- Exercise instructions
Copy every line of the material below without changing a single character.

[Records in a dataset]
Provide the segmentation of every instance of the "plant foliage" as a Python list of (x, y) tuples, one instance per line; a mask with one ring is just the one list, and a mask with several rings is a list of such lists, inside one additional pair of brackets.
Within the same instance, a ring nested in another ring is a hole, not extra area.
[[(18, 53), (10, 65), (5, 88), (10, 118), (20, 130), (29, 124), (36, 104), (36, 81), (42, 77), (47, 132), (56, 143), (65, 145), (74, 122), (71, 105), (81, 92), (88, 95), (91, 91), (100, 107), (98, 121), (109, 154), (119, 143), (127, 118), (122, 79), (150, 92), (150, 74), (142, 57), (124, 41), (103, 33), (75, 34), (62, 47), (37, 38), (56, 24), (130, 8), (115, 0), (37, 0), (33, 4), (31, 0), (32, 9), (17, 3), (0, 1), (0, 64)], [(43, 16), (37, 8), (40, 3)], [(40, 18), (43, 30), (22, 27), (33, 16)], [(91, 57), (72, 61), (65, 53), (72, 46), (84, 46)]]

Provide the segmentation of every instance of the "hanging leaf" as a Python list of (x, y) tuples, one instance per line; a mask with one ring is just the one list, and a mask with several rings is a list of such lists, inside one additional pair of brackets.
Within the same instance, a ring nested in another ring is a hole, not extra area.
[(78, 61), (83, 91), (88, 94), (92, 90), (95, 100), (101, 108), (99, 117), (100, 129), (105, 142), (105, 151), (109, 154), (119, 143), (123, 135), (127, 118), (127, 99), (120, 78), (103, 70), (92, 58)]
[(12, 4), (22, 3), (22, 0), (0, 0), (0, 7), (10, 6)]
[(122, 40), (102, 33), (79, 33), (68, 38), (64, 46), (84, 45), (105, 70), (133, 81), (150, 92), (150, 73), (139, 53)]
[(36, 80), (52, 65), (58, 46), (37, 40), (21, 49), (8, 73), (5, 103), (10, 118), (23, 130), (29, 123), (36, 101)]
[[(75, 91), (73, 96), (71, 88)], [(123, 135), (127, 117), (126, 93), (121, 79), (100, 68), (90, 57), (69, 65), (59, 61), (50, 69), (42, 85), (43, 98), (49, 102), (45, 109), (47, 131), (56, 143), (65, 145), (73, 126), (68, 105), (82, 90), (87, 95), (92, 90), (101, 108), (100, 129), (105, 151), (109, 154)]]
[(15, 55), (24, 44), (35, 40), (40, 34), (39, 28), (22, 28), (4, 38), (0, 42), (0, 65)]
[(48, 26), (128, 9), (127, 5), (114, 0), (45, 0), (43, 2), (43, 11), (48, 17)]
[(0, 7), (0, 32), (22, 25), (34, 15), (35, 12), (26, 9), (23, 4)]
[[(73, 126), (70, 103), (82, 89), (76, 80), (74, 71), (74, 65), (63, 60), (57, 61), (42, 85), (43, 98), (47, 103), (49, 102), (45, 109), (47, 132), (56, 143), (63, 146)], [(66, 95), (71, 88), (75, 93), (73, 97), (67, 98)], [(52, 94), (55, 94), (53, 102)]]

- Reply to the exercise
Provide the segmentation of every instance of the "plant foliage" as a Python list of (x, y) tuples, one instance per line; a mask with one ring is just the one list, and a mask with several rings is a list of such lists, inside one additional pair of brackets.
Within the same instance, a ring nested in another ring is a hole, not extra area.
[[(18, 53), (10, 65), (5, 88), (10, 118), (20, 130), (29, 124), (36, 104), (36, 81), (42, 77), (47, 132), (56, 143), (65, 145), (74, 122), (71, 105), (81, 92), (88, 95), (91, 91), (100, 107), (98, 121), (109, 154), (119, 143), (127, 118), (122, 79), (150, 92), (150, 74), (142, 57), (124, 41), (103, 33), (75, 34), (62, 47), (37, 38), (56, 24), (130, 8), (115, 0), (37, 0), (33, 4), (31, 0), (32, 9), (17, 3), (0, 1), (0, 64)], [(43, 16), (37, 8), (40, 3)], [(40, 18), (43, 30), (22, 27), (33, 16)], [(91, 57), (72, 61), (65, 53), (72, 46), (84, 46)]]

Provide the segmentation of every instance of the "hanging leaf" as a Python list of (x, y) tuples, one instance per line; a mask with one ring is just the one list, and a mask with several rings is a list of such lists, inside one additional pair of brackets.
Within the same instance, a ring nested in another ring is a hole, not extra area.
[(78, 61), (83, 91), (88, 94), (92, 90), (95, 100), (101, 108), (99, 117), (100, 129), (105, 142), (105, 151), (109, 154), (119, 143), (123, 135), (127, 118), (127, 99), (120, 78), (103, 70), (92, 58)]
[(12, 4), (22, 3), (22, 0), (0, 0), (0, 7), (10, 6)]
[(122, 40), (102, 33), (79, 33), (68, 38), (64, 46), (84, 45), (105, 70), (133, 81), (150, 92), (150, 73), (139, 53)]
[(36, 80), (52, 65), (58, 46), (37, 40), (21, 49), (8, 73), (5, 103), (10, 118), (23, 130), (29, 123), (36, 101)]
[[(75, 91), (73, 96), (71, 88)], [(123, 135), (127, 117), (126, 93), (121, 79), (100, 68), (90, 57), (69, 65), (59, 61), (50, 69), (42, 85), (43, 98), (49, 102), (45, 109), (47, 131), (56, 143), (65, 145), (73, 126), (68, 105), (82, 90), (87, 95), (92, 90), (101, 108), (100, 129), (105, 151), (109, 154)]]
[(15, 55), (24, 44), (35, 40), (40, 34), (39, 28), (22, 28), (4, 38), (0, 42), (0, 65)]
[(48, 26), (128, 9), (127, 5), (114, 0), (45, 0), (43, 2), (43, 11), (48, 17)]
[(0, 7), (0, 32), (22, 25), (34, 15), (35, 12), (26, 9), (23, 4)]
[[(73, 126), (70, 103), (82, 89), (76, 80), (74, 71), (74, 65), (63, 60), (57, 61), (42, 85), (43, 98), (47, 103), (49, 102), (45, 109), (47, 132), (56, 143), (63, 146)], [(66, 95), (71, 88), (75, 93), (73, 97), (67, 98)], [(52, 94), (55, 94), (53, 102)]]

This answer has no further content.